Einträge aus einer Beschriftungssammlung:
====

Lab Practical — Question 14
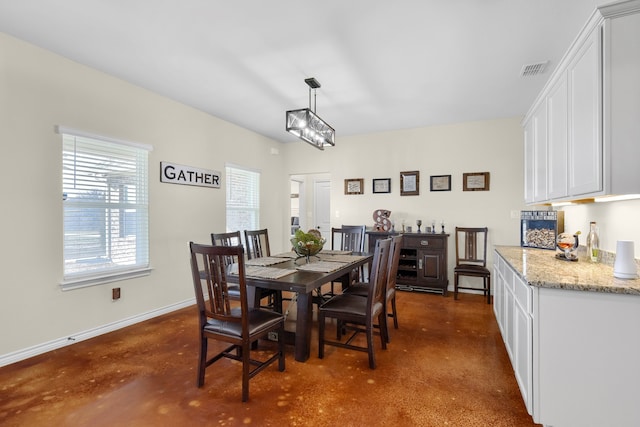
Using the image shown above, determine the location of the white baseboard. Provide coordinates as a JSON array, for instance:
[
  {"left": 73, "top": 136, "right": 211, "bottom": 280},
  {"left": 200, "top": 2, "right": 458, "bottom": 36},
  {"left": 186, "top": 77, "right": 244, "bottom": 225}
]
[{"left": 0, "top": 298, "right": 196, "bottom": 367}]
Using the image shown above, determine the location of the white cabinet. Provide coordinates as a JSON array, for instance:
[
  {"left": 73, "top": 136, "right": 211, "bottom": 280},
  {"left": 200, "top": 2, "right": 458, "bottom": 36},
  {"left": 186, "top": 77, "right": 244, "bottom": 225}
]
[
  {"left": 494, "top": 251, "right": 640, "bottom": 427},
  {"left": 567, "top": 27, "right": 604, "bottom": 197},
  {"left": 494, "top": 252, "right": 533, "bottom": 415},
  {"left": 524, "top": 103, "right": 547, "bottom": 203},
  {"left": 523, "top": 0, "right": 640, "bottom": 204},
  {"left": 547, "top": 73, "right": 569, "bottom": 200}
]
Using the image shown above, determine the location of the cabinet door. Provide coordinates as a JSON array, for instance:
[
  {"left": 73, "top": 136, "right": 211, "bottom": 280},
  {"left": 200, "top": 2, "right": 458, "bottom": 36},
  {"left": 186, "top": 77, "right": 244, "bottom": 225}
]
[
  {"left": 491, "top": 262, "right": 504, "bottom": 339},
  {"left": 524, "top": 117, "right": 535, "bottom": 203},
  {"left": 511, "top": 288, "right": 533, "bottom": 414},
  {"left": 567, "top": 29, "right": 603, "bottom": 196},
  {"left": 525, "top": 102, "right": 547, "bottom": 203},
  {"left": 503, "top": 282, "right": 516, "bottom": 365},
  {"left": 418, "top": 250, "right": 443, "bottom": 283},
  {"left": 547, "top": 73, "right": 569, "bottom": 200}
]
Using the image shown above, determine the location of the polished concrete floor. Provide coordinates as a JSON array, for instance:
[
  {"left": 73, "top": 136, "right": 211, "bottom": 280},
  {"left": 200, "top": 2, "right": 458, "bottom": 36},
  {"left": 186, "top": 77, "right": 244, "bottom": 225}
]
[{"left": 0, "top": 292, "right": 535, "bottom": 427}]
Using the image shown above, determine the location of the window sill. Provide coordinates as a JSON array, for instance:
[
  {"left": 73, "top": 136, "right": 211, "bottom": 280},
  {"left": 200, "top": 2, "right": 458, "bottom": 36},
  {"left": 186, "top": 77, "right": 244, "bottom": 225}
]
[{"left": 60, "top": 267, "right": 151, "bottom": 291}]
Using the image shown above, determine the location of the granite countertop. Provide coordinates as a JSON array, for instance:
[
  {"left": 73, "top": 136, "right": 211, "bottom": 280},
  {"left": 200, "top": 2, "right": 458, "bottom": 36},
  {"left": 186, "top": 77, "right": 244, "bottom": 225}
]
[{"left": 495, "top": 246, "right": 640, "bottom": 295}]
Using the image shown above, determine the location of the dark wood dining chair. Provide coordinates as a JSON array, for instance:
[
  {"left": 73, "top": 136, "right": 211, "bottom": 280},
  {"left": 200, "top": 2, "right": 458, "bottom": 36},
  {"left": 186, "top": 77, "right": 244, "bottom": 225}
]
[
  {"left": 343, "top": 235, "right": 402, "bottom": 342},
  {"left": 244, "top": 228, "right": 271, "bottom": 259},
  {"left": 244, "top": 228, "right": 282, "bottom": 313},
  {"left": 189, "top": 242, "right": 285, "bottom": 402},
  {"left": 453, "top": 227, "right": 491, "bottom": 304},
  {"left": 318, "top": 239, "right": 391, "bottom": 369},
  {"left": 211, "top": 231, "right": 282, "bottom": 313},
  {"left": 318, "top": 225, "right": 366, "bottom": 303}
]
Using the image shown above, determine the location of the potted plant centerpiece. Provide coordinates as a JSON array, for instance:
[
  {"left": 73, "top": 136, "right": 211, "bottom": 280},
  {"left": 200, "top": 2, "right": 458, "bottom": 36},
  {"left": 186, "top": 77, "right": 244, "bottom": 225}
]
[{"left": 291, "top": 229, "right": 326, "bottom": 262}]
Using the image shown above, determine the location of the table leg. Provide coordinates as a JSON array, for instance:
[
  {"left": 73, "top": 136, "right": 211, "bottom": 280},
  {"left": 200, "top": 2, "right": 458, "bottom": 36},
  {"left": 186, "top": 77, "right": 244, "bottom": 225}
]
[{"left": 294, "top": 292, "right": 313, "bottom": 362}]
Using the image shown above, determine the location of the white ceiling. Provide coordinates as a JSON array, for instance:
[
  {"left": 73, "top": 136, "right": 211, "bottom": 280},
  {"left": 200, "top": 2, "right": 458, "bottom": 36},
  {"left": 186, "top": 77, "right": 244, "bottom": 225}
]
[{"left": 0, "top": 0, "right": 606, "bottom": 144}]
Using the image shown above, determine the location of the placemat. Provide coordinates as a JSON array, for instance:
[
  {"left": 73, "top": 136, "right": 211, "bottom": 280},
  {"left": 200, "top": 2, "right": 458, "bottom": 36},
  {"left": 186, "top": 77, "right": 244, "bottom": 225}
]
[
  {"left": 244, "top": 256, "right": 287, "bottom": 267},
  {"left": 318, "top": 252, "right": 366, "bottom": 264},
  {"left": 271, "top": 251, "right": 299, "bottom": 259},
  {"left": 297, "top": 261, "right": 348, "bottom": 273},
  {"left": 320, "top": 249, "right": 353, "bottom": 255},
  {"left": 231, "top": 265, "right": 296, "bottom": 279}
]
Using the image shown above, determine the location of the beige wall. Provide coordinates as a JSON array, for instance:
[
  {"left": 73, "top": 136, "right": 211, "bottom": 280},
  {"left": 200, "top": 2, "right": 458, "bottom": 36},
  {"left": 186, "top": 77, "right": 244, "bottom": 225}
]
[
  {"left": 0, "top": 33, "right": 288, "bottom": 358},
  {"left": 562, "top": 200, "right": 640, "bottom": 254},
  {"left": 8, "top": 28, "right": 640, "bottom": 361},
  {"left": 285, "top": 118, "right": 525, "bottom": 288}
]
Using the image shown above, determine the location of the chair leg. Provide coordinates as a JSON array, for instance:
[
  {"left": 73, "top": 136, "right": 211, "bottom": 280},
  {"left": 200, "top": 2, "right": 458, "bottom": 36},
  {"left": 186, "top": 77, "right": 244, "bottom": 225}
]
[
  {"left": 278, "top": 323, "right": 284, "bottom": 372},
  {"left": 366, "top": 325, "right": 376, "bottom": 369},
  {"left": 378, "top": 311, "right": 390, "bottom": 350},
  {"left": 391, "top": 295, "right": 398, "bottom": 329},
  {"left": 453, "top": 273, "right": 458, "bottom": 300},
  {"left": 318, "top": 312, "right": 324, "bottom": 359},
  {"left": 197, "top": 337, "right": 208, "bottom": 387},
  {"left": 242, "top": 342, "right": 251, "bottom": 402}
]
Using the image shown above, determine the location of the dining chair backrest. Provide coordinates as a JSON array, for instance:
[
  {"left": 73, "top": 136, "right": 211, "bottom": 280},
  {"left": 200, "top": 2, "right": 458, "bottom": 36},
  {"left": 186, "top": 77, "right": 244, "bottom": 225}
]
[
  {"left": 211, "top": 231, "right": 242, "bottom": 265},
  {"left": 331, "top": 225, "right": 366, "bottom": 252},
  {"left": 244, "top": 228, "right": 271, "bottom": 259},
  {"left": 387, "top": 234, "right": 402, "bottom": 292},
  {"left": 190, "top": 242, "right": 248, "bottom": 332},
  {"left": 189, "top": 242, "right": 285, "bottom": 402},
  {"left": 367, "top": 239, "right": 391, "bottom": 317}
]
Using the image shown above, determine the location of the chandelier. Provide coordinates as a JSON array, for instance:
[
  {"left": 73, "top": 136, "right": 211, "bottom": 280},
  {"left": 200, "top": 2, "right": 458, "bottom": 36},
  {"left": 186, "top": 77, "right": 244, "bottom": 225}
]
[{"left": 287, "top": 77, "right": 336, "bottom": 150}]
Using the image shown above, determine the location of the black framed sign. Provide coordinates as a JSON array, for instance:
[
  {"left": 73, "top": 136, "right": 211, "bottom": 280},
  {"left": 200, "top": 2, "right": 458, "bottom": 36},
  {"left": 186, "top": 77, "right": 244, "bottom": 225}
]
[
  {"left": 462, "top": 172, "right": 489, "bottom": 191},
  {"left": 373, "top": 178, "right": 391, "bottom": 193},
  {"left": 400, "top": 171, "right": 420, "bottom": 196},
  {"left": 344, "top": 178, "right": 364, "bottom": 194},
  {"left": 431, "top": 175, "right": 451, "bottom": 191}
]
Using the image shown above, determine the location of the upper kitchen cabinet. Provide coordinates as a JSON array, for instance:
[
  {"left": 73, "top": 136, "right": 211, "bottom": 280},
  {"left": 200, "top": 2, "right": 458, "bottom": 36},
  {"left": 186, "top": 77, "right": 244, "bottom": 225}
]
[{"left": 523, "top": 0, "right": 640, "bottom": 204}]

====

→ Deine Aufgabe
Gib alles ab der Zeile mit „Using the image shown above, determine the location of the upper“ bis zum Ende der Einträge als Markdown-Tabelle aus, mit der laufenden Nummer in der Spalte „Nr“ und dem Zeilentext in der Spalte „Zeile“. Leerzeilen fallen weg.

→ Lösung
| Nr | Zeile |
|---|---|
| 1 | Using the image shown above, determine the location of the upper kitchen cabinet. Provide coordinates as a JSON array, for instance: |
| 2 | [ |
| 3 |   {"left": 73, "top": 136, "right": 211, "bottom": 280}, |
| 4 |   {"left": 200, "top": 2, "right": 458, "bottom": 36}, |
| 5 |   {"left": 186, "top": 77, "right": 244, "bottom": 225} |
| 6 | ] |
| 7 | [{"left": 523, "top": 0, "right": 640, "bottom": 204}] |